Task objective
Quote each line exactly, from the line that contains "Habitat-count request: mark the asphalt" down to the last line of the listing, and no other lines.

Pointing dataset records

# # # # #

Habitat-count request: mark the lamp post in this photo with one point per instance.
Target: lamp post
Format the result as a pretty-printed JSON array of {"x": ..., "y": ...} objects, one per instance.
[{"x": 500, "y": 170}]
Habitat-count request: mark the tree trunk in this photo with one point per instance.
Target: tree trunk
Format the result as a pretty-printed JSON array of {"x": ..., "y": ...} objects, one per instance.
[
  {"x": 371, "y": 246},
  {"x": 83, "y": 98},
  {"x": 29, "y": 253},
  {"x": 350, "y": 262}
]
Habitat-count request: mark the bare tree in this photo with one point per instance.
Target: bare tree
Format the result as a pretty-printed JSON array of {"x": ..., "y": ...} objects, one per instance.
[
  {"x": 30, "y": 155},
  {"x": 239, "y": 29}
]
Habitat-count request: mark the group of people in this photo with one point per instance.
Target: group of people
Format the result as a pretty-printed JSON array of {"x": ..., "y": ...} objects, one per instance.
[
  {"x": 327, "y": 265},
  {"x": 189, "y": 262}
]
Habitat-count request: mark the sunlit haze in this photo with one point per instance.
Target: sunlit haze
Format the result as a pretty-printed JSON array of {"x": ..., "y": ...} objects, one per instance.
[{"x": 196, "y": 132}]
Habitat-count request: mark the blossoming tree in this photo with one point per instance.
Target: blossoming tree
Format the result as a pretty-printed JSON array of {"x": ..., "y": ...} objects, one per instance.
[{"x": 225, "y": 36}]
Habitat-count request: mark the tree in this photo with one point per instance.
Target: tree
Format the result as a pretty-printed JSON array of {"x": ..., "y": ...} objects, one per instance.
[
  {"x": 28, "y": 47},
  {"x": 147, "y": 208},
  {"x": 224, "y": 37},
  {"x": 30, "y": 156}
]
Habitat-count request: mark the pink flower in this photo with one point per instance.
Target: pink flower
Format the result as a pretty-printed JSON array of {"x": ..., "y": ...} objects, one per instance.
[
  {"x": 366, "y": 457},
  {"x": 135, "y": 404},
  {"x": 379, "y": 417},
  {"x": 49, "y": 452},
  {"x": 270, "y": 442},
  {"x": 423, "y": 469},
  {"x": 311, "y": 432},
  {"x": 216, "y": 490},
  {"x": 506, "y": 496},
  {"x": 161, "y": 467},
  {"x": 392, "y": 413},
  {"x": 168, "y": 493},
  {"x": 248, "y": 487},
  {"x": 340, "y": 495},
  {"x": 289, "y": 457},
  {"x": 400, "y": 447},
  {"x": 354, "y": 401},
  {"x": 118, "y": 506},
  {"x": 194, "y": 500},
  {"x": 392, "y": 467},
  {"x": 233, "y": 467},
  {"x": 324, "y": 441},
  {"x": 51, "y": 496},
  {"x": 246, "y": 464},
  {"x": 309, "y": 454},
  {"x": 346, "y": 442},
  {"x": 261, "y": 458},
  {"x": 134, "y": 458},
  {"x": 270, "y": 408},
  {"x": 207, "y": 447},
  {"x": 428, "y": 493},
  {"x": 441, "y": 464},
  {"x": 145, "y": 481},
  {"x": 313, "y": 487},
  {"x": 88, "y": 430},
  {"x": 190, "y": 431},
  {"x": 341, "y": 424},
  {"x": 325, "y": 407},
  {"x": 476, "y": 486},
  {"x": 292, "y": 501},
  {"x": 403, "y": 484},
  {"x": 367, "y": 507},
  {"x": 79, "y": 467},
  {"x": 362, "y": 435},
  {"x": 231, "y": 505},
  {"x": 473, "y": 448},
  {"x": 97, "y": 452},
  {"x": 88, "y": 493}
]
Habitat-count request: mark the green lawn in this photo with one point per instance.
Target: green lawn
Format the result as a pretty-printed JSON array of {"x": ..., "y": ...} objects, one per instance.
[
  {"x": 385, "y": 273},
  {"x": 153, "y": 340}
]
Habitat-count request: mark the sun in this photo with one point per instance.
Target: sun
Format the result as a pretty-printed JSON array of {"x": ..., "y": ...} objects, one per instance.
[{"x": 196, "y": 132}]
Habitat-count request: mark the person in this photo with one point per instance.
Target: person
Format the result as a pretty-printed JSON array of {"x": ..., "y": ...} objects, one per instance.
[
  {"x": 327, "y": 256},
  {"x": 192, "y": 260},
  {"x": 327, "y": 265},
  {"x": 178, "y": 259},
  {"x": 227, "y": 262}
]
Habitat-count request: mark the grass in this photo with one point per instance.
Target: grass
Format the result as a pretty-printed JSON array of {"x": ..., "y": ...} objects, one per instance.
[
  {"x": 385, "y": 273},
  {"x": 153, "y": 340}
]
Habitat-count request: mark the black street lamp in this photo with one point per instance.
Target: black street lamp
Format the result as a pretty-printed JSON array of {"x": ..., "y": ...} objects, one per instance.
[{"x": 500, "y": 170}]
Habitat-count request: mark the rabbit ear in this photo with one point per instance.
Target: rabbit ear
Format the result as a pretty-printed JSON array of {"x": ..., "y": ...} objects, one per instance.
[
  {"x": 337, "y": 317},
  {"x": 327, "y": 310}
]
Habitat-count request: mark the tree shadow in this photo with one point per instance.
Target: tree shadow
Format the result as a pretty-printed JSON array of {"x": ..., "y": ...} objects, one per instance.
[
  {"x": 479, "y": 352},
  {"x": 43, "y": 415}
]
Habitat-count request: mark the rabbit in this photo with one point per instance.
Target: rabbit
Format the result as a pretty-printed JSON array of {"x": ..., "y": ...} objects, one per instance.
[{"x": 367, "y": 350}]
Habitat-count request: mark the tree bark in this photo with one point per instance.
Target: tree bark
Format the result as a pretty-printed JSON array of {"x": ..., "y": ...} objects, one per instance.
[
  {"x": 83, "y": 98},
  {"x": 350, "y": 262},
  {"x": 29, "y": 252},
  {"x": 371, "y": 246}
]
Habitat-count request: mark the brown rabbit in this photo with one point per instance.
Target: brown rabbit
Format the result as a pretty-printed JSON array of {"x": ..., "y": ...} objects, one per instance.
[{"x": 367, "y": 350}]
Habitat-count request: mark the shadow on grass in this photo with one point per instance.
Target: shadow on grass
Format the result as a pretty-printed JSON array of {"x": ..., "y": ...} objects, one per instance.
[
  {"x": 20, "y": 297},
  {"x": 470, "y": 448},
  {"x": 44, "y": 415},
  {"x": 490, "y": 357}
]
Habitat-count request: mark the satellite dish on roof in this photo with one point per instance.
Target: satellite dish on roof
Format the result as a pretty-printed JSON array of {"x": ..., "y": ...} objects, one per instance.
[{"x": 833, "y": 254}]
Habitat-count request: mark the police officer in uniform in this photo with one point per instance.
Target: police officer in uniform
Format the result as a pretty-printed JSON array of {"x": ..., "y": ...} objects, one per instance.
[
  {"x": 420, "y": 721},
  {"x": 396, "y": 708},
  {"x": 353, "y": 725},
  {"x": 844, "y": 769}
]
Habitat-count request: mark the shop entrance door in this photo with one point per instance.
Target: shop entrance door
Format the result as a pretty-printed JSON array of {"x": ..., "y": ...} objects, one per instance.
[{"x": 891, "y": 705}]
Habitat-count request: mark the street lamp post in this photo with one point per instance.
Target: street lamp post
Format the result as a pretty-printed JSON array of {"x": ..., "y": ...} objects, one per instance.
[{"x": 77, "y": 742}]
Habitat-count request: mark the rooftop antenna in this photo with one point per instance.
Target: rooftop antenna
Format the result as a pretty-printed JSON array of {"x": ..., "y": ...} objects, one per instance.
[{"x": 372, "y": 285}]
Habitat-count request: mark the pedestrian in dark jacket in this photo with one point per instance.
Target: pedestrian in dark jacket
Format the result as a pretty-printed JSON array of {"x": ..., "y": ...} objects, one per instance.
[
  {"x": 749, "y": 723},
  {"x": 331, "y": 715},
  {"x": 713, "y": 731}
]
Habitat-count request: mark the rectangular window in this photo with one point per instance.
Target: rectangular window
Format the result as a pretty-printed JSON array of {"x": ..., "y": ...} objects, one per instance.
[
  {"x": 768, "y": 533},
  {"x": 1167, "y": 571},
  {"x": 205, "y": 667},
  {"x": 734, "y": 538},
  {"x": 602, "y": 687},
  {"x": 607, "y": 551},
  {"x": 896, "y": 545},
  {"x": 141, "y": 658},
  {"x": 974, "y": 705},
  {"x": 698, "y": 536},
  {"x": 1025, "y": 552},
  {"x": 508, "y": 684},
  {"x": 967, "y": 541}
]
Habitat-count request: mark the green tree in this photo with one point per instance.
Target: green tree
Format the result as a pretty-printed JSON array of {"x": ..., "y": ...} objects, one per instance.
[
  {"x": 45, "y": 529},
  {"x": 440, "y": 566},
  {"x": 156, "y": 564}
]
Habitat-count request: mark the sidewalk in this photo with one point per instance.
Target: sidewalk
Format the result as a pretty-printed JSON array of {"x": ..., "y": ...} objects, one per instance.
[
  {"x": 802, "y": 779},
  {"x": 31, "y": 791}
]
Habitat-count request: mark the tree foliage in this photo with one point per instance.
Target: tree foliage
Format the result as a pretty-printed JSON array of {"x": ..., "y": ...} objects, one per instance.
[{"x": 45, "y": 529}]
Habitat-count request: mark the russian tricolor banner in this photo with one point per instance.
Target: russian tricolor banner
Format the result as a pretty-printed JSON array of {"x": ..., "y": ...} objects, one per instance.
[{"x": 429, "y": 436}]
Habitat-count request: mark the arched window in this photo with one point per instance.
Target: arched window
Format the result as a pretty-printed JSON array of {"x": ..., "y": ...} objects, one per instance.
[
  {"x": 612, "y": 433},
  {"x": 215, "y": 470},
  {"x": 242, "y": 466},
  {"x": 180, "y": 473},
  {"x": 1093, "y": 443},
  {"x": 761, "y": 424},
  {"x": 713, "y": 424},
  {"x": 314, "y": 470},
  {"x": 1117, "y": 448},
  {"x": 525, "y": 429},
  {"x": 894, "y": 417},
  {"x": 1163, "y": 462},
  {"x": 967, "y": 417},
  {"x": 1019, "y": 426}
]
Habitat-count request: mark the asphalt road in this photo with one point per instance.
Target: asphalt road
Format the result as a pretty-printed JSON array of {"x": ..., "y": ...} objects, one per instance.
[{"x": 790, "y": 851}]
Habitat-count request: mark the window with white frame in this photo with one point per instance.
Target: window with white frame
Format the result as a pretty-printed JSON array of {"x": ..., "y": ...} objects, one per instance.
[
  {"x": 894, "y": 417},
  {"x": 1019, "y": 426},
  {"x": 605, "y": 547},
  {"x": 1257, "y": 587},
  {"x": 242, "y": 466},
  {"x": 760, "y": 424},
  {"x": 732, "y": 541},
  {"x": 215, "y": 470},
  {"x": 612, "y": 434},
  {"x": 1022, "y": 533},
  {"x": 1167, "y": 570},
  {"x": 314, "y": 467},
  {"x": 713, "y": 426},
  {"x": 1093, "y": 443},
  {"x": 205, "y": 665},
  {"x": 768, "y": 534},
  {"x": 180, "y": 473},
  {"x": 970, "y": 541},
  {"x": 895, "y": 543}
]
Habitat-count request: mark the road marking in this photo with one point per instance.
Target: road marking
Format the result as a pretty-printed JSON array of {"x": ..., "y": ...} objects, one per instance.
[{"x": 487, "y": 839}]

# # # # #

Task result
Habitat-count request: mark the asphalt road in this photo with one point per instance.
Target: asphalt road
Format the result as a pretty-printed JSON array of {"x": ..., "y": ...} objects, one per instance.
[{"x": 790, "y": 851}]
Habitat-count request: mark the window with white frame in this photo with one point per instance.
Target: window with white frame
Format the result as a pretty-printed JSON array of {"x": ..., "y": ...} objects, one per instance.
[
  {"x": 894, "y": 417},
  {"x": 1019, "y": 426},
  {"x": 605, "y": 547},
  {"x": 1257, "y": 587},
  {"x": 242, "y": 466},
  {"x": 760, "y": 424},
  {"x": 732, "y": 541},
  {"x": 215, "y": 470},
  {"x": 612, "y": 434},
  {"x": 1022, "y": 533},
  {"x": 1167, "y": 570},
  {"x": 314, "y": 467},
  {"x": 713, "y": 426},
  {"x": 1093, "y": 443},
  {"x": 205, "y": 665},
  {"x": 768, "y": 534},
  {"x": 180, "y": 473},
  {"x": 970, "y": 541},
  {"x": 895, "y": 543}
]
Habitat-count request: mark the road marking in this photo with one point per instance.
Target: road marking
Format the result as a pretty-printed JSON array of {"x": ..., "y": ...} objects, one per instance.
[{"x": 487, "y": 839}]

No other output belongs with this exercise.